[Task statement]: Reproduce word for word the lines starting at the one that contains "In the photo above, where can the green" and ending after the one that contains "In the photo above, where can the wood".

Collected data
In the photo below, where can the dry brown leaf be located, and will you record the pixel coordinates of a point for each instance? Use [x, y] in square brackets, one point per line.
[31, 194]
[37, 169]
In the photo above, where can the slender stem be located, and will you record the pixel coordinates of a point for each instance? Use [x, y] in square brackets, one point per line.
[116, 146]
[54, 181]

...

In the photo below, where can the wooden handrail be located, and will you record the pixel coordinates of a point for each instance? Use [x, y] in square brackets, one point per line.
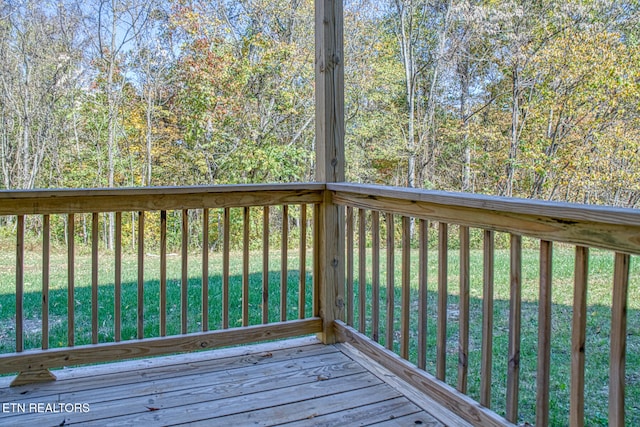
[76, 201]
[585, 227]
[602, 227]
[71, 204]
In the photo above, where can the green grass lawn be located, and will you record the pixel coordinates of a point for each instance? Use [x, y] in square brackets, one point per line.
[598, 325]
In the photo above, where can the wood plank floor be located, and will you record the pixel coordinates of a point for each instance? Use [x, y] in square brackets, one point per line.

[Solution to this problem]:
In the photo above, where can the green grass lawn be located, and will you record the pixel coordinates of a point for each instance? Use [x, y] in square brackets, one point per line.
[598, 325]
In the photo above, where can the wood plank floor be located, and will you record the pixel coordinates of a point for each instance? Use [x, y] in square brackets, one point per line.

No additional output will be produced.